Exercise directions:
Your reply should contain only the line with "Reviewer note: check that every instance of the power line in" and the lines after it through the end of the data, each written out exactly.

Data supplied:
++++++++++

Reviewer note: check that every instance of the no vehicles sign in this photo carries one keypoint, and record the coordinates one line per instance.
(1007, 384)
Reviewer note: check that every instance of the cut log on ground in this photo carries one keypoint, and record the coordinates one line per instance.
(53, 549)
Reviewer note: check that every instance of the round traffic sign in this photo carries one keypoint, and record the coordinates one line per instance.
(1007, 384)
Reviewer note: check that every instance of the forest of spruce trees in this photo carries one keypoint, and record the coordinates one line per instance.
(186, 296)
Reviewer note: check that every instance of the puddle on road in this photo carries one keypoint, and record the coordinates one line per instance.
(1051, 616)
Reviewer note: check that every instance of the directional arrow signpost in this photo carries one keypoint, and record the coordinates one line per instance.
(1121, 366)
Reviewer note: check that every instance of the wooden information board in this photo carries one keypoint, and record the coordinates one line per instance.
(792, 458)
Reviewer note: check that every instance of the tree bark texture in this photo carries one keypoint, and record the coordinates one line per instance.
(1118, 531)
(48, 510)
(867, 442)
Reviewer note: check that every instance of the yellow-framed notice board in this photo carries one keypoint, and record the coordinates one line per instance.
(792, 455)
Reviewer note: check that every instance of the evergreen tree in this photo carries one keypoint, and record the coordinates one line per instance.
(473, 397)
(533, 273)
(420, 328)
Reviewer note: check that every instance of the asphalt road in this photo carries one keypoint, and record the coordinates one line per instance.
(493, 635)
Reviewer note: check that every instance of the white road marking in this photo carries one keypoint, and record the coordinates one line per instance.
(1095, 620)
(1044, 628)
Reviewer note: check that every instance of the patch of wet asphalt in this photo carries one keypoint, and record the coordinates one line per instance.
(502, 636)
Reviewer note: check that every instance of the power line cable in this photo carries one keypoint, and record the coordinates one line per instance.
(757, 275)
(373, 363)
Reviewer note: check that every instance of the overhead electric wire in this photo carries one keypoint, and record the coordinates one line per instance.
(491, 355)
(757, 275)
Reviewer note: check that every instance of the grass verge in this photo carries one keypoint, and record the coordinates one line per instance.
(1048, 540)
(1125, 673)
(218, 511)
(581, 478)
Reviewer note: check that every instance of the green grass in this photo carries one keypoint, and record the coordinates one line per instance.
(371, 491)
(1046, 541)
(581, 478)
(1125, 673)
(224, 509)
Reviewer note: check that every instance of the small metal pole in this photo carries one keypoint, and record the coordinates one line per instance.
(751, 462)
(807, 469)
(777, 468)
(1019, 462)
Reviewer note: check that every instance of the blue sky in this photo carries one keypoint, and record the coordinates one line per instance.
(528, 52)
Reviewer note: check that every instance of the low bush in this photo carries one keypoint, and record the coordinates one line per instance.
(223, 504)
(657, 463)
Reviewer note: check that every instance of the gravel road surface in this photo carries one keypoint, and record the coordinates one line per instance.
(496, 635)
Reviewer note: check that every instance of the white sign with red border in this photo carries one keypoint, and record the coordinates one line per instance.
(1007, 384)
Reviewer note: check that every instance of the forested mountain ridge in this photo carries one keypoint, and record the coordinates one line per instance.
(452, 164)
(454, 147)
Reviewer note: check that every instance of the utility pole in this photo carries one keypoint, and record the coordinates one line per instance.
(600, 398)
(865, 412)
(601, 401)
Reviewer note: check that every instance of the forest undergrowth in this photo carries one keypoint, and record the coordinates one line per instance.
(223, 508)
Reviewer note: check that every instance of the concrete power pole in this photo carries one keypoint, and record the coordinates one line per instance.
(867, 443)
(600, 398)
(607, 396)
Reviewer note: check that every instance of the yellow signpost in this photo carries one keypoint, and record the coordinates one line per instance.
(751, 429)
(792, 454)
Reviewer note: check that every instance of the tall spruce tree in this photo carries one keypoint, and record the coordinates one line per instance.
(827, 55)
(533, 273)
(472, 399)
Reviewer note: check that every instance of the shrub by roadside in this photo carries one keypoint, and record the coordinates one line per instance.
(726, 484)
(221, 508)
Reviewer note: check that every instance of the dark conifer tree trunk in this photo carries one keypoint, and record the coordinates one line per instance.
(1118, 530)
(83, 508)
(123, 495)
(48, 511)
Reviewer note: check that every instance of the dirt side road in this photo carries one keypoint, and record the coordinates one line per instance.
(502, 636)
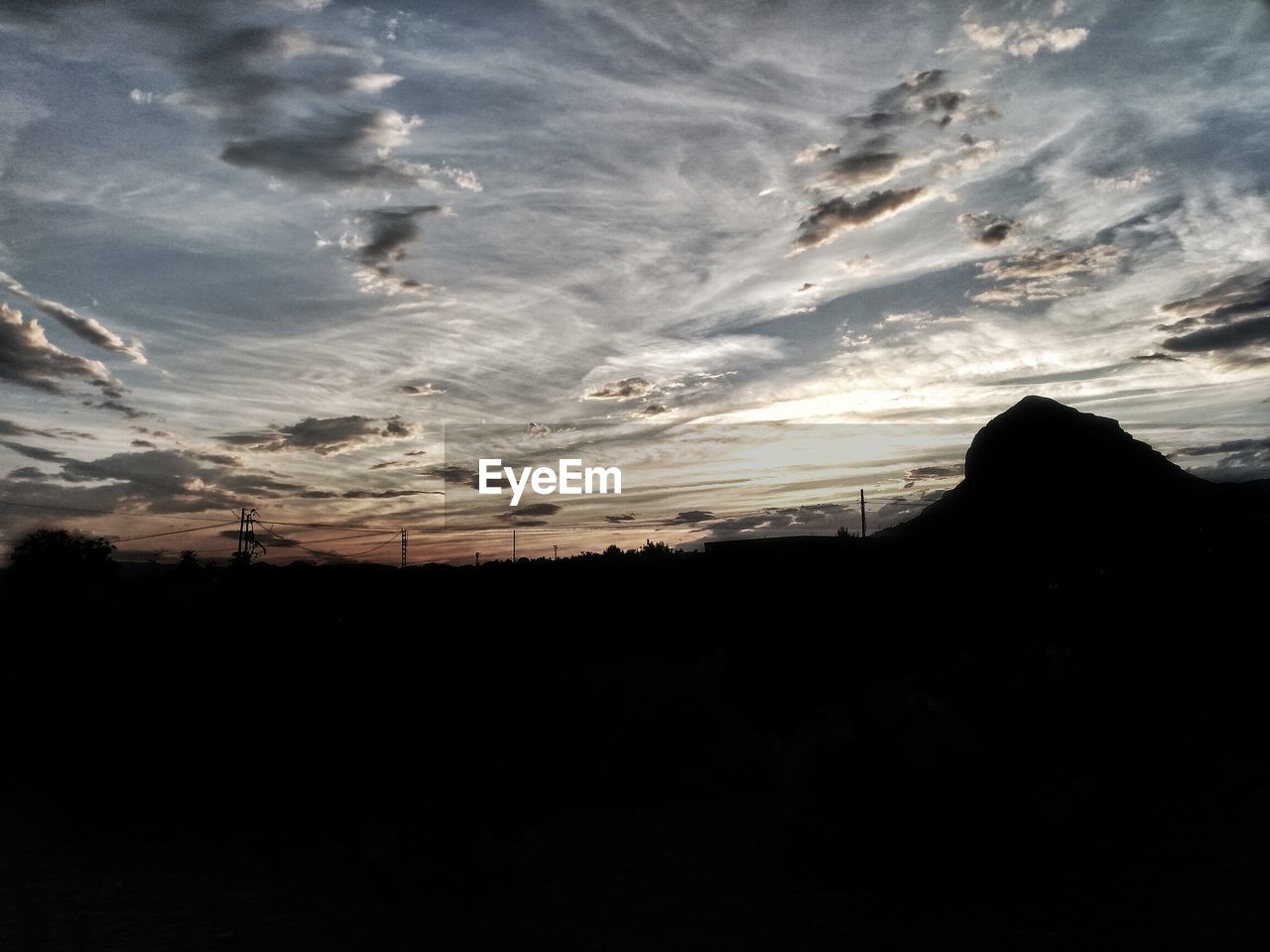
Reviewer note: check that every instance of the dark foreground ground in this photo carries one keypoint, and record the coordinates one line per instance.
(847, 751)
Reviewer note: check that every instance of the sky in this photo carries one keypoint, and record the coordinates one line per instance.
(318, 258)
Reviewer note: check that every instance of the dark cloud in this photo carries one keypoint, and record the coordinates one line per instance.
(85, 327)
(119, 408)
(1237, 335)
(865, 169)
(453, 474)
(921, 96)
(338, 149)
(985, 227)
(325, 436)
(386, 493)
(1239, 458)
(531, 515)
(391, 232)
(286, 102)
(1047, 273)
(828, 218)
(45, 456)
(816, 153)
(690, 518)
(817, 520)
(30, 359)
(1230, 318)
(30, 472)
(629, 389)
(935, 472)
(8, 428)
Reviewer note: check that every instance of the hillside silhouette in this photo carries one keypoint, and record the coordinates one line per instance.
(1029, 717)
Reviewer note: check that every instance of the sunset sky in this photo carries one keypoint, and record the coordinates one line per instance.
(316, 258)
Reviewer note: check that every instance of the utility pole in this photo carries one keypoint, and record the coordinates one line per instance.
(246, 536)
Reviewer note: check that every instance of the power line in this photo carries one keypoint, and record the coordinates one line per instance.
(175, 532)
(102, 512)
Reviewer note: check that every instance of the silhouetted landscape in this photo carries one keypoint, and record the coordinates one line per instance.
(1030, 717)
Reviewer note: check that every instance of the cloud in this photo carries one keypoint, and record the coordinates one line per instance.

++++++++++

Answer box:
Reviewer note: check that every instance of the power line in this photo carries one keypoint, and record the coordinates one line per instance.
(175, 532)
(102, 512)
Reviewer note: check that every instance of the silhouetted landscape in this photo carries one keypoint, and record the coordinates one line per instance.
(1030, 717)
Reviewer note: check that every instance of the cloud in this photo carries one keypoint, and record the coordinates one line per instance.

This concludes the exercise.